Items stored from a collection:
_ _ _ _ _
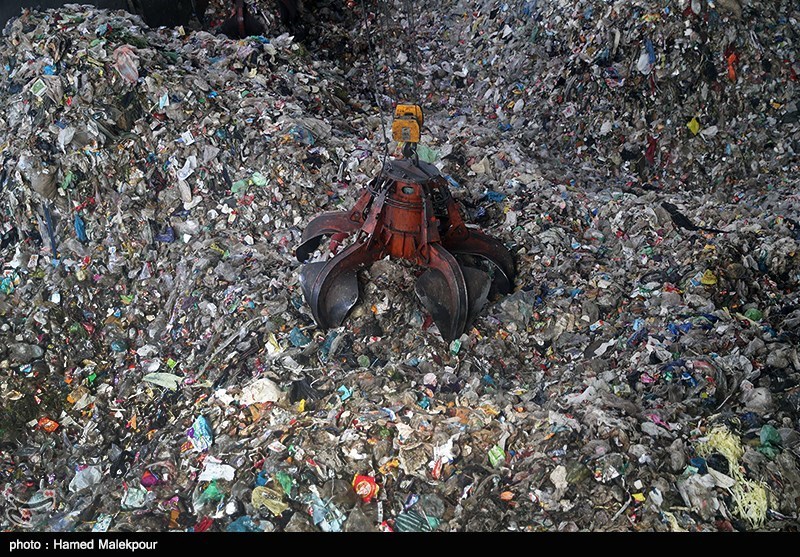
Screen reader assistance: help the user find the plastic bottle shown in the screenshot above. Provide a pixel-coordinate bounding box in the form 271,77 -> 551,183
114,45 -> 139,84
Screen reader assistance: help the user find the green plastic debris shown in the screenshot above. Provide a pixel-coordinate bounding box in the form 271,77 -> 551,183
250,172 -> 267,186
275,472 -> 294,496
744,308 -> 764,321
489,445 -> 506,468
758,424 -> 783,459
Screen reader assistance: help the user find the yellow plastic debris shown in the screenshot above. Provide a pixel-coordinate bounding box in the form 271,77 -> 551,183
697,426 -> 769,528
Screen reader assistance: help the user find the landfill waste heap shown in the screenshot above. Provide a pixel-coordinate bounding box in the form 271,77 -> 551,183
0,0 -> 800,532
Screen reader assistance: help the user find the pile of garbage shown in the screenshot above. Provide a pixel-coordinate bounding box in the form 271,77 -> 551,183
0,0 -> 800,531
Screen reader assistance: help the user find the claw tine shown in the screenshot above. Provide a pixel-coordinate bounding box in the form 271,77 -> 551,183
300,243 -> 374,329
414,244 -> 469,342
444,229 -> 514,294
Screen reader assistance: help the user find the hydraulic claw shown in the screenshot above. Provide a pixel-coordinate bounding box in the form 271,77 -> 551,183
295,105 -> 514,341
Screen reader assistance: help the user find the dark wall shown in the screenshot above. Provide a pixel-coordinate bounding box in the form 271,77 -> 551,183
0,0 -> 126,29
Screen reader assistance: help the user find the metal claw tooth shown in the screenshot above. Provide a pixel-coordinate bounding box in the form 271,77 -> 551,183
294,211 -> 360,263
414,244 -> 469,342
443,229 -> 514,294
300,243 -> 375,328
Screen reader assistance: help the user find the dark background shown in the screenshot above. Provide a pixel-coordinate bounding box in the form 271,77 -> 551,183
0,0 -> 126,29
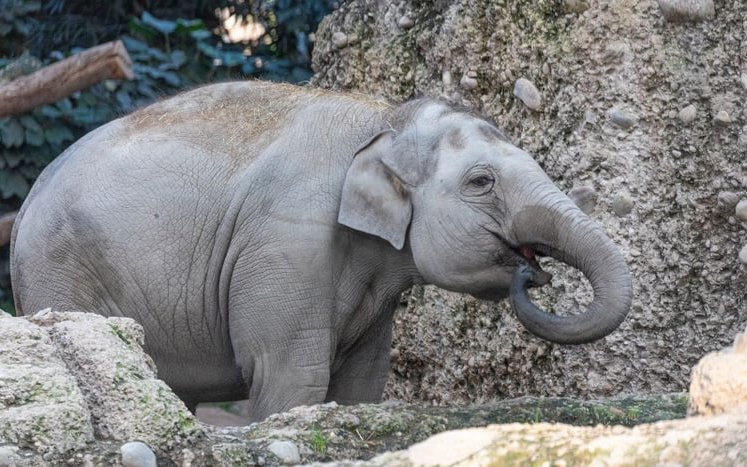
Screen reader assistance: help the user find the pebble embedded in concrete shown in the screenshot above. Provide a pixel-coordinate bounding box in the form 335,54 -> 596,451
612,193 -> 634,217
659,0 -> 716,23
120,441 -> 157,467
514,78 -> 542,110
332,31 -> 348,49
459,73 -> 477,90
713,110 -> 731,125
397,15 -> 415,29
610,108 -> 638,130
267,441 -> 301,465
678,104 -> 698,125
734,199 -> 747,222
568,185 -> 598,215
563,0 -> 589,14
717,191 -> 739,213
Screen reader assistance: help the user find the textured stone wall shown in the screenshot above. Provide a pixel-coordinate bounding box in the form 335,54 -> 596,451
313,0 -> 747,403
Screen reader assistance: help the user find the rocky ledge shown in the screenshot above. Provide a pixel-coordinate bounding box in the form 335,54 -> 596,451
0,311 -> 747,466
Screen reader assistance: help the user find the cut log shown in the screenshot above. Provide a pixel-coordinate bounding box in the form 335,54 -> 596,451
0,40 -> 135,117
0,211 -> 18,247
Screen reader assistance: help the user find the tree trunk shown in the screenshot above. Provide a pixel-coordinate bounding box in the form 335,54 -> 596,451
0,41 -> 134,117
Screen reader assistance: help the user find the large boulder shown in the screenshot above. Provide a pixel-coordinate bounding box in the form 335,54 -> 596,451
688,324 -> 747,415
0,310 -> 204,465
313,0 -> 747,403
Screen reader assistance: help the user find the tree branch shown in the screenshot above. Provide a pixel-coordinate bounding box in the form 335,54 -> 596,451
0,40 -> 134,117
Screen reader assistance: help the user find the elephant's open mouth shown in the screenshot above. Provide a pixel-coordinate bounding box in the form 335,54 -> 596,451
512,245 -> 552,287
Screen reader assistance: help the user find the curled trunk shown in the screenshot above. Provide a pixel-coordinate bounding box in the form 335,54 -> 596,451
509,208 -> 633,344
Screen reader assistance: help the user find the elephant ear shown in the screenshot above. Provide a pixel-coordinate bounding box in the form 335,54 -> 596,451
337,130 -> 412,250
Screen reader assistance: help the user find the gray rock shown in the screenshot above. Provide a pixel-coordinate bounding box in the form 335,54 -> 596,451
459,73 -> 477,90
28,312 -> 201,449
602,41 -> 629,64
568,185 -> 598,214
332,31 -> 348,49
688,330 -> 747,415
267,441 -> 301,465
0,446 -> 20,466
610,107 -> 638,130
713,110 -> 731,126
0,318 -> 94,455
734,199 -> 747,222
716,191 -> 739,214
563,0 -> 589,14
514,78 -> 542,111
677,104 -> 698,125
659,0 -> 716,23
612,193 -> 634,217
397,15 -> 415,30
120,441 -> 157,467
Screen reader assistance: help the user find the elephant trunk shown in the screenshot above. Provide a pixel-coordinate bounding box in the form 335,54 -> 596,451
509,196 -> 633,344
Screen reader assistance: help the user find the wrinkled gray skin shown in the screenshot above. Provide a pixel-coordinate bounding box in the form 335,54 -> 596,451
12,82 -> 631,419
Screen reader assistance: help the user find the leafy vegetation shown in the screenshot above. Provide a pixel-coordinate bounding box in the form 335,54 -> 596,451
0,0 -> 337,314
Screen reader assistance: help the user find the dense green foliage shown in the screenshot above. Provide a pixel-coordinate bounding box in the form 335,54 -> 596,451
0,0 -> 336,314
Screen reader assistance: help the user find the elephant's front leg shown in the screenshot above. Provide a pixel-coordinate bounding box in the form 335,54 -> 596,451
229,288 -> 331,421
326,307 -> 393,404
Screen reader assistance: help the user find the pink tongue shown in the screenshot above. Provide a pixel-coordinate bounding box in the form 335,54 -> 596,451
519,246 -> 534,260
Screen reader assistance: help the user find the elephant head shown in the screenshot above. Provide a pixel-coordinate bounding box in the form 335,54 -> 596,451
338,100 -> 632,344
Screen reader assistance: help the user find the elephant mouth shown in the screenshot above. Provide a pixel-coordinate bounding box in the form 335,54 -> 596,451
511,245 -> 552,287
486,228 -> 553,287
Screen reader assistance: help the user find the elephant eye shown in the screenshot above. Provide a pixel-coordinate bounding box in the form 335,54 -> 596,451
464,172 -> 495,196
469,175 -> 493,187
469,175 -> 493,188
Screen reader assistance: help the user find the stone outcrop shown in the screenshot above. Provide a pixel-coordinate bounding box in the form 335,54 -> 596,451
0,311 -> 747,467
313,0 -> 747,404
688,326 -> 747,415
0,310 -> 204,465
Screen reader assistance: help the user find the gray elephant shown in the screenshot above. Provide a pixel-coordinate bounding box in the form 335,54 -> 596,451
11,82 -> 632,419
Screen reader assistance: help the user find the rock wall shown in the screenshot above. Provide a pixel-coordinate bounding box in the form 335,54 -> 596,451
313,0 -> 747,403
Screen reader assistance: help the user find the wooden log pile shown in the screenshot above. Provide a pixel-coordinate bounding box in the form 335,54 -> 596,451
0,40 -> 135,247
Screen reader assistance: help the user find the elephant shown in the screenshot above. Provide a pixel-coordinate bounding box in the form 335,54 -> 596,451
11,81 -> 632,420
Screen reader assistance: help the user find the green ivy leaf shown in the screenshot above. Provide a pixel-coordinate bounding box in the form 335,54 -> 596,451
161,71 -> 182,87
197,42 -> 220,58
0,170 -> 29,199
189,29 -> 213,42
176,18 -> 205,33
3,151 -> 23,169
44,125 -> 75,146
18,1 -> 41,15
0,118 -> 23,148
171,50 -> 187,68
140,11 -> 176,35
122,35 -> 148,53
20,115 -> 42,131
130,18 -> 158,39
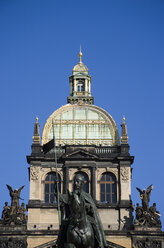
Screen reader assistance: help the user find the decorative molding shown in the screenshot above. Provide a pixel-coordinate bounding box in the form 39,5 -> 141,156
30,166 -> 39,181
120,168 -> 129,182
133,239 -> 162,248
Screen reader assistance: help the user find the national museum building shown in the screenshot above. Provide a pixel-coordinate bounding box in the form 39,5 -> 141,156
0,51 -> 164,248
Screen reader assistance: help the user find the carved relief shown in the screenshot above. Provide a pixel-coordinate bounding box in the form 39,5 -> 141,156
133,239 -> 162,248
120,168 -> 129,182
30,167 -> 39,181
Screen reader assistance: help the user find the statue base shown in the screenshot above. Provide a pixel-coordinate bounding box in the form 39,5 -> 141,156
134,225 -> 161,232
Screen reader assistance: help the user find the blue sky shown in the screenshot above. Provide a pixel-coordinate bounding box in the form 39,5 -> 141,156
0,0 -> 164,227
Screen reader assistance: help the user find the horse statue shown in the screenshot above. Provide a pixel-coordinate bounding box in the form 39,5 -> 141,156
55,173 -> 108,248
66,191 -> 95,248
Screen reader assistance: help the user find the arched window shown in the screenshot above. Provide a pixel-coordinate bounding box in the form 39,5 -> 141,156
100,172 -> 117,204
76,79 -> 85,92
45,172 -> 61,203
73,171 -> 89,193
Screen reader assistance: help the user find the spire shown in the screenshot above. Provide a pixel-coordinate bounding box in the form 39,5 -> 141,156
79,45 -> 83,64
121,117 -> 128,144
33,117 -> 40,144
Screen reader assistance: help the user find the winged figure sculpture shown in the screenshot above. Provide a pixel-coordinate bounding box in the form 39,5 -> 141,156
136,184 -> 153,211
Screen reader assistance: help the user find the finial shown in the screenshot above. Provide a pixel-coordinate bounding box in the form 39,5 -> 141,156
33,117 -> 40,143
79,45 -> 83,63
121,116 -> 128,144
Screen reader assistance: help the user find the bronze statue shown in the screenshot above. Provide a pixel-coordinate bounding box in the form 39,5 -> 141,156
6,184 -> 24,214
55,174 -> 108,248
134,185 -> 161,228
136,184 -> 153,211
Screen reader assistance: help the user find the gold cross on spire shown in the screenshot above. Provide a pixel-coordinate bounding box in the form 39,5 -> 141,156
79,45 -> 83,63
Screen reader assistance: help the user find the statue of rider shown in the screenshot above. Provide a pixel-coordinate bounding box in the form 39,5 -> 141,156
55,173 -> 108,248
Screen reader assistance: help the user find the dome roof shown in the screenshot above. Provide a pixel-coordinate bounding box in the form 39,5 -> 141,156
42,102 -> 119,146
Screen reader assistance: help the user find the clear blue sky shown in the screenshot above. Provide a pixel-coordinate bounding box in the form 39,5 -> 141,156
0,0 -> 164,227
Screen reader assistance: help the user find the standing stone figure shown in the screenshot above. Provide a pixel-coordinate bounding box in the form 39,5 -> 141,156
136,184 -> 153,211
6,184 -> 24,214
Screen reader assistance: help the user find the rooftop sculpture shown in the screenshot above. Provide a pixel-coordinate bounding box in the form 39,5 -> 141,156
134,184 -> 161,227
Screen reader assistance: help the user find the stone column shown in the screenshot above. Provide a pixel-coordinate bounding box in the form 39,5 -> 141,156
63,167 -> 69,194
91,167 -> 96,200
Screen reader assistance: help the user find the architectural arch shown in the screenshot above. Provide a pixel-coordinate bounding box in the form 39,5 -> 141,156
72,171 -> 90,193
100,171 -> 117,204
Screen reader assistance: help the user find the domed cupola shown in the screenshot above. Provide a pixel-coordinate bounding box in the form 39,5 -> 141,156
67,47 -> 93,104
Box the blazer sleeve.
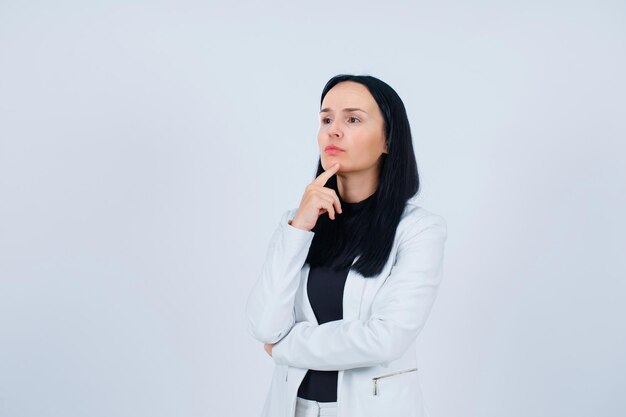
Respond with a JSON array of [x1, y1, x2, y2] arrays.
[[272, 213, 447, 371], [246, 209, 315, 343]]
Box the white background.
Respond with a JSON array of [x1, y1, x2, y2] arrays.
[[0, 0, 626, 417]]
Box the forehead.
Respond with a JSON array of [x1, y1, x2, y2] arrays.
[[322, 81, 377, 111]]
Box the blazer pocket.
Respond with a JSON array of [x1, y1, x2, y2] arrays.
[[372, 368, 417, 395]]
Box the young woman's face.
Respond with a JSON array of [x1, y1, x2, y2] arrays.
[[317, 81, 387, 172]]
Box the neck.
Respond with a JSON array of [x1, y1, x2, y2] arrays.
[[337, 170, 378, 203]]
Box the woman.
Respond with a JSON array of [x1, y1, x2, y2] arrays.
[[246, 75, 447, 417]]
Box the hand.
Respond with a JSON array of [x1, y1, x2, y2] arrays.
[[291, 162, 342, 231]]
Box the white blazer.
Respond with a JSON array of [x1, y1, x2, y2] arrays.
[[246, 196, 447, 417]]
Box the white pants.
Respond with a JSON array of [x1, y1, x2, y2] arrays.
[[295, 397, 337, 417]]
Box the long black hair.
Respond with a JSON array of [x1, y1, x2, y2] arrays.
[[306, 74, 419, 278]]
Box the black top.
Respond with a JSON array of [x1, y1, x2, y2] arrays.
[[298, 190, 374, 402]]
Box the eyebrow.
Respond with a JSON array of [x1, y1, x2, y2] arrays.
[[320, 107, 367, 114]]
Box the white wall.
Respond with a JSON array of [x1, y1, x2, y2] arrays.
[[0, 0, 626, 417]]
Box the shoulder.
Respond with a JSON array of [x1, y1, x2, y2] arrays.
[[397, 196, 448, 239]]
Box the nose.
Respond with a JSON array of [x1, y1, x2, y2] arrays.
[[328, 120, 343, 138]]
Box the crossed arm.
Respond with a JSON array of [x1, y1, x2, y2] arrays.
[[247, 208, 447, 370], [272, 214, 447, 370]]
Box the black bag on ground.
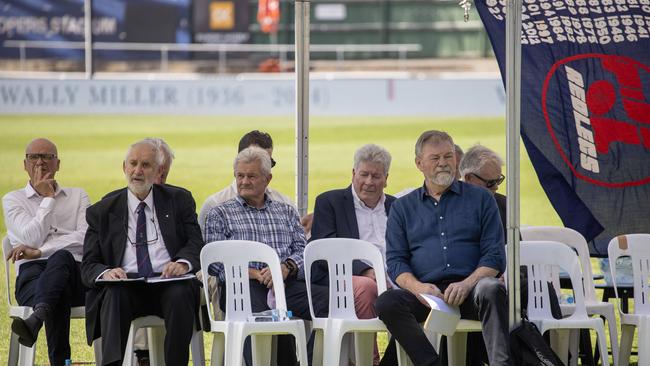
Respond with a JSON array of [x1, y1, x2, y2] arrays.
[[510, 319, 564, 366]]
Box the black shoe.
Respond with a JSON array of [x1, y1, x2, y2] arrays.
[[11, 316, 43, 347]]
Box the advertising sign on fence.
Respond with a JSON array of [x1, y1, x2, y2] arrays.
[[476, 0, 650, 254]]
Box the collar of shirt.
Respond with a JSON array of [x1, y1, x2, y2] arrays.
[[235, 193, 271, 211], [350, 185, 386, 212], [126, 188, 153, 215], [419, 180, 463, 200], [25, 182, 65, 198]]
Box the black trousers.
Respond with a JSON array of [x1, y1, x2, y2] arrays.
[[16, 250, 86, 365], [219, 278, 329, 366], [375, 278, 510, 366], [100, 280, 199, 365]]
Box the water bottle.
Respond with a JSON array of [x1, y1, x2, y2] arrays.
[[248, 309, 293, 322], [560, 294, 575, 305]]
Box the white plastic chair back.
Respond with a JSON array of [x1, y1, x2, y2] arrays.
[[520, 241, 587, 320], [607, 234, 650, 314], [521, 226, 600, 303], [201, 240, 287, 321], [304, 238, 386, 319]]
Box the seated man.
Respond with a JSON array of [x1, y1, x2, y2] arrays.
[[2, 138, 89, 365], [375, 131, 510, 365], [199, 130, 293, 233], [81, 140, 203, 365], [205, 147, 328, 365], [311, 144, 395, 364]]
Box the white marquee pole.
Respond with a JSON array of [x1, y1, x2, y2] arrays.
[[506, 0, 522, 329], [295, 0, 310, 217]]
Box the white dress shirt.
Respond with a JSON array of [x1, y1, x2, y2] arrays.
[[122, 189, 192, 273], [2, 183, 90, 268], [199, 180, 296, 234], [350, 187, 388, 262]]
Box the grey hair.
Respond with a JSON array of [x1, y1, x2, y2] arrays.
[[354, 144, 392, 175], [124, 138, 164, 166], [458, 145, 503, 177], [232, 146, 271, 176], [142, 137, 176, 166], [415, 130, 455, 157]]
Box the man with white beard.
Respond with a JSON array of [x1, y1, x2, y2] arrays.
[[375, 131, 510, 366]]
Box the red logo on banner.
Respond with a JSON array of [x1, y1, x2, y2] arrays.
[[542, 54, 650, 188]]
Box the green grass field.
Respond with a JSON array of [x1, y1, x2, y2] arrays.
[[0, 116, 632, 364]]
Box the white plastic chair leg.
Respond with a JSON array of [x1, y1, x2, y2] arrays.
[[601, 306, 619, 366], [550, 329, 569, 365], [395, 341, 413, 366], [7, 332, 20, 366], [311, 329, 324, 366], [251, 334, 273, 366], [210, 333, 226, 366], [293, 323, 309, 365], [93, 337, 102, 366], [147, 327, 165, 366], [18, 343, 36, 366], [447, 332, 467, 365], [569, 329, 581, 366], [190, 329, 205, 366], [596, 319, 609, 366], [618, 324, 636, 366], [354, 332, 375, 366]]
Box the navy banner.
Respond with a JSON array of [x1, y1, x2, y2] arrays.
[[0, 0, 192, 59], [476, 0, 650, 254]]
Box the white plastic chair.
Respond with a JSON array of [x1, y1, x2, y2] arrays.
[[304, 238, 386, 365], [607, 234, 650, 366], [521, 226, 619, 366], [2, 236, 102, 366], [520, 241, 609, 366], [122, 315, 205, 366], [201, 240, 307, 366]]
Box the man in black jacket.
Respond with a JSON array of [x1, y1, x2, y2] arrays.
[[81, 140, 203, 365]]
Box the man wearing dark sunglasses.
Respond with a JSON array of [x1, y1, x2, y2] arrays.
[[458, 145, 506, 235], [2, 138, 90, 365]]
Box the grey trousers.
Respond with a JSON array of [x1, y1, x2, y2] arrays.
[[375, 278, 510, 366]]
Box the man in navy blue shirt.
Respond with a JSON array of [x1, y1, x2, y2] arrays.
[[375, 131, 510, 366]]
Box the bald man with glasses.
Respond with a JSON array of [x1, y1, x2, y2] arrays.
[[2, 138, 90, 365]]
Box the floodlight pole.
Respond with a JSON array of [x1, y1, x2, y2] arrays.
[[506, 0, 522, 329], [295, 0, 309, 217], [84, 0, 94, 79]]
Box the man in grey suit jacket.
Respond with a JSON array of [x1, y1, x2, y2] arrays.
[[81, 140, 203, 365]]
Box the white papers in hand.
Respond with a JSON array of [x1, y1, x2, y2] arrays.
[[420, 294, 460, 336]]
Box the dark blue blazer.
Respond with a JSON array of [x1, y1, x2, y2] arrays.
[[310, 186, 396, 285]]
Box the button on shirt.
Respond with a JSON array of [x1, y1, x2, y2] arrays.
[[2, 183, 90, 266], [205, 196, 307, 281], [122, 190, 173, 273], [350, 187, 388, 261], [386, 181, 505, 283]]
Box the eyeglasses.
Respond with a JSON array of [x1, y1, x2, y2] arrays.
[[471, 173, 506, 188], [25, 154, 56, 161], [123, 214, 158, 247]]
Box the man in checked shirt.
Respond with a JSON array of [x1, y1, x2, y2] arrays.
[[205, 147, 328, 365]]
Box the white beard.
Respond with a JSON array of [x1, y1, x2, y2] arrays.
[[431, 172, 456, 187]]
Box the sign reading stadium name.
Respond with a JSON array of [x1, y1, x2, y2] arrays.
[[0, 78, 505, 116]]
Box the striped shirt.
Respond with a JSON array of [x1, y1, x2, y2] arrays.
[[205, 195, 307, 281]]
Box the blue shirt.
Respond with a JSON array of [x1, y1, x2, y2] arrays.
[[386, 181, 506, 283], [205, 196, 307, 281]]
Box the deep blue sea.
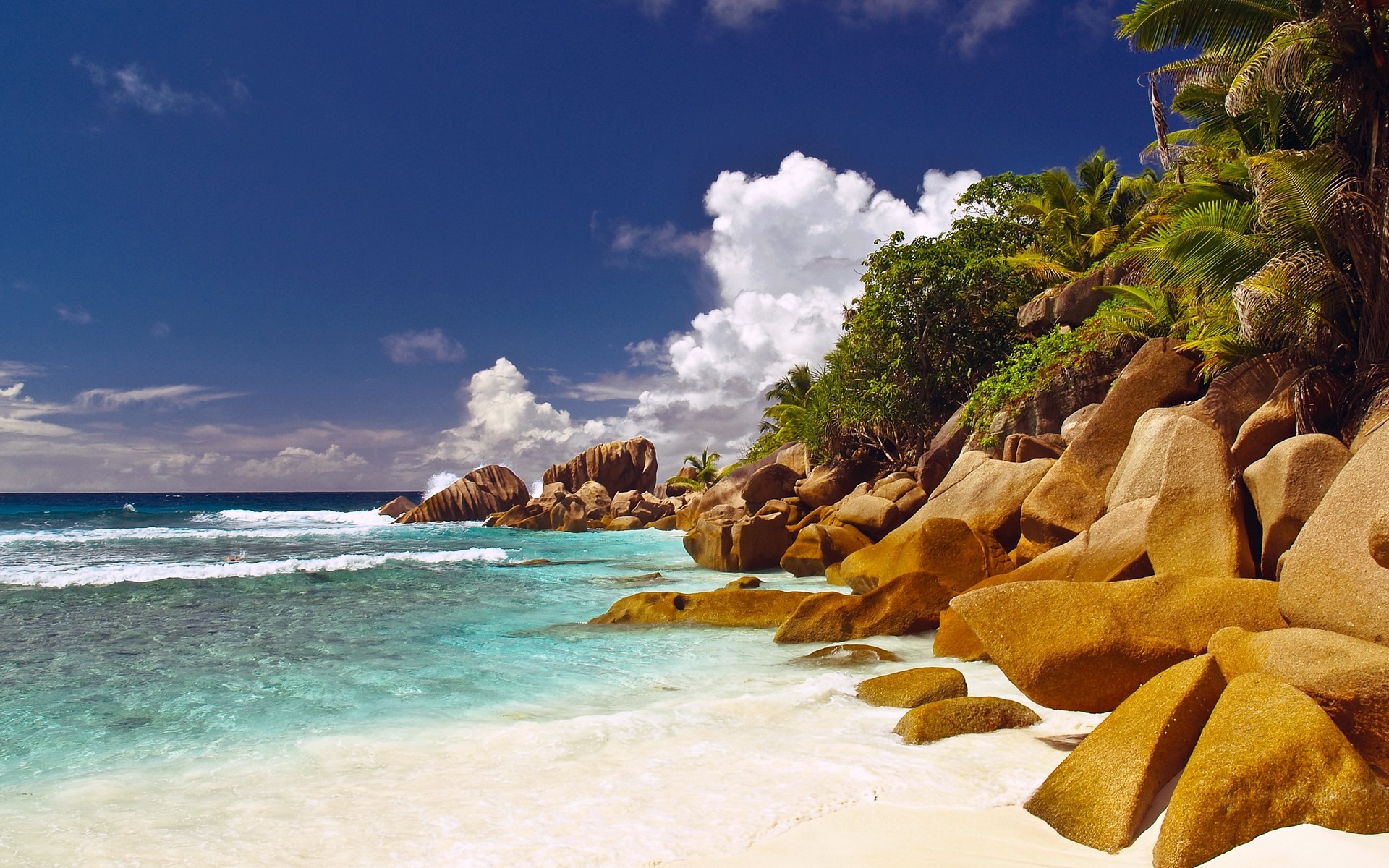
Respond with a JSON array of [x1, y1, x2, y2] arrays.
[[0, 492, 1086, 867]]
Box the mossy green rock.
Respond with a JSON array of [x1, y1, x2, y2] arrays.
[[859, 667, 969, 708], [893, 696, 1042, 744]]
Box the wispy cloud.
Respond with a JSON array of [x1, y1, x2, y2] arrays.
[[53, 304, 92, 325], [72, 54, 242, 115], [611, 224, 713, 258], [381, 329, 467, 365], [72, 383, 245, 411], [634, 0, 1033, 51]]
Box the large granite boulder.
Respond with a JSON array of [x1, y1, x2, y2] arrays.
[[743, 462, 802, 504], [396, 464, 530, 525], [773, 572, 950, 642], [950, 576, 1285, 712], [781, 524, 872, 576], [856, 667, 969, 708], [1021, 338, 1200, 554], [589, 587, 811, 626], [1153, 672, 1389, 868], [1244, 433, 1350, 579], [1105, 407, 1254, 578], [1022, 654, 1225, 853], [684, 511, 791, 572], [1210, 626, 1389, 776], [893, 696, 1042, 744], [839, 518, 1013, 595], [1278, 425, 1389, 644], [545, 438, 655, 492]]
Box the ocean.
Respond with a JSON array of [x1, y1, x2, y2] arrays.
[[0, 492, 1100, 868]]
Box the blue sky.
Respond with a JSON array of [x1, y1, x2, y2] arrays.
_ _ _ _ _
**Task instructions:** Transcribe the lines above without any change, starting at the line with "Box the white beard." and ending at the line with "[[205, 195, 307, 281]]", both included.

**Response:**
Box the white beard.
Respond with a JSON array of [x1, y1, x2, y2] arrays.
[[431, 172, 456, 187]]
Box the sign reading stadium name.
Respond with a JSON array of [x1, y1, x2, y2] arrays.
[[0, 78, 505, 116]]
Box the striped shirt.
Respond with a JSON array of [x1, y1, x2, y2] arrays.
[[205, 195, 307, 281]]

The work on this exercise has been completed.